** Opening RECORDS PROVIDED block **
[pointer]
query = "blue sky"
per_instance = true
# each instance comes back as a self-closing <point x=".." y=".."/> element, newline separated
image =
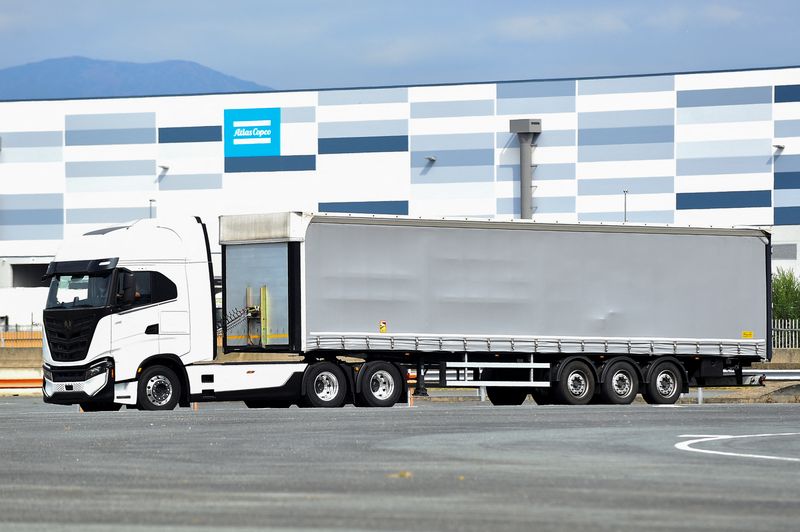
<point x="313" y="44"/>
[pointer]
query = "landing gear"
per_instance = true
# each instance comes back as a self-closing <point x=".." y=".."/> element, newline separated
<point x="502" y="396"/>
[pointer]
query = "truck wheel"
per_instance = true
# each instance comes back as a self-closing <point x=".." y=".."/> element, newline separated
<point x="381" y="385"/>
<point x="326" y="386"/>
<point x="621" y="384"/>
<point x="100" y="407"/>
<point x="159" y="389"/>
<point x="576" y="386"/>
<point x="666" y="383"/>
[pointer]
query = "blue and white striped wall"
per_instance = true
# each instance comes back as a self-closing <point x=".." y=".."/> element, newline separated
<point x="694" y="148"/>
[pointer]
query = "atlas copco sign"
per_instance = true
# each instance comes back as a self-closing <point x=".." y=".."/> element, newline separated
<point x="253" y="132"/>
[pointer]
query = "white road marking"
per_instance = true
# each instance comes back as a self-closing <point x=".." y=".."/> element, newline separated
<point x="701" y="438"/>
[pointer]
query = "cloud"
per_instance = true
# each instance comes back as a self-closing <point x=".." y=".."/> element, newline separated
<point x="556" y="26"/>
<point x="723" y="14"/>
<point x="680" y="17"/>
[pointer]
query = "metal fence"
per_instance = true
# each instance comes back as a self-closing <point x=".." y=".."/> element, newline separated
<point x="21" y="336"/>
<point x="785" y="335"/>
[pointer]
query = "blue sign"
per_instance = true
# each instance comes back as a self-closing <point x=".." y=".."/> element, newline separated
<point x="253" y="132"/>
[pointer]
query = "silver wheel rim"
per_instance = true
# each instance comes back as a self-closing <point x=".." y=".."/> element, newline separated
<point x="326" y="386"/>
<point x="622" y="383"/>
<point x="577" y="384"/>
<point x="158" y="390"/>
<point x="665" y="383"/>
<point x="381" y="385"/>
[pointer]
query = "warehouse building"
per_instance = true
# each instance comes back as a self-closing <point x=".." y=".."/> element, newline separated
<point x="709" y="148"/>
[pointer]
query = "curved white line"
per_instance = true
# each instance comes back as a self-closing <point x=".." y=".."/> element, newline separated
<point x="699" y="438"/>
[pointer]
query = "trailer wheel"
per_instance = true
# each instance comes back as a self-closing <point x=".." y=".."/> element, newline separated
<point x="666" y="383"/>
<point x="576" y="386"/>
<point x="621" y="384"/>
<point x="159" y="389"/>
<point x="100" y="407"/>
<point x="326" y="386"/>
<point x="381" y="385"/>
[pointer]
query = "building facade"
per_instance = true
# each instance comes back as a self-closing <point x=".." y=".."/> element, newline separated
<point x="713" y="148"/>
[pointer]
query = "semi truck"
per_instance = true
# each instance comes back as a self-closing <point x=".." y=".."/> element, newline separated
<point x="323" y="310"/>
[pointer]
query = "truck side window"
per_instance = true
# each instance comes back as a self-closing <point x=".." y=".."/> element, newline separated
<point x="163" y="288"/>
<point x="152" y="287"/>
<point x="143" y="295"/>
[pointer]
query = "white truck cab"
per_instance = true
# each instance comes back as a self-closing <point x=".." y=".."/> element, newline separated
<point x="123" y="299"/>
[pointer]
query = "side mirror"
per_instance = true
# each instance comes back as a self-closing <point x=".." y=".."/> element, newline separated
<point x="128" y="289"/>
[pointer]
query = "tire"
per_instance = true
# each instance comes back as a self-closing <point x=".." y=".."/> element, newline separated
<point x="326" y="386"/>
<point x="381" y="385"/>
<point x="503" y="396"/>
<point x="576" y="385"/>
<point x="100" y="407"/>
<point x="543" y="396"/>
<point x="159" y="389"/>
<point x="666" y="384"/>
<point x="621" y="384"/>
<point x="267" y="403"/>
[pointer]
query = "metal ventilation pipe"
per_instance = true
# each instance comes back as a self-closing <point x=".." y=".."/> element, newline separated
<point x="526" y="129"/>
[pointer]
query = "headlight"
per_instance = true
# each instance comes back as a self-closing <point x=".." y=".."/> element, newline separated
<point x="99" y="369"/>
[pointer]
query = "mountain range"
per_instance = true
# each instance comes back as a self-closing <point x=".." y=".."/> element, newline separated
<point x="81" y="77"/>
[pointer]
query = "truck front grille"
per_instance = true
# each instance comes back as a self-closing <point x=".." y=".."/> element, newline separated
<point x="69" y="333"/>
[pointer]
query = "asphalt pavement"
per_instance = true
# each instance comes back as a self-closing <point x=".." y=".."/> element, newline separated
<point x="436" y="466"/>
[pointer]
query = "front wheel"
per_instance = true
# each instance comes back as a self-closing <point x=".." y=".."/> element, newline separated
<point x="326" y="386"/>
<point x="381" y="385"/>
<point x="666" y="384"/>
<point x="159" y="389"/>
** Closing RECORDS PROVIDED block **
_INSTRUCTIONS TO FOLLOW_
From the records above, show each line that contains the word "sign".

_ANSWER BOX_
query = "atlas copco sign"
query = "blue sign"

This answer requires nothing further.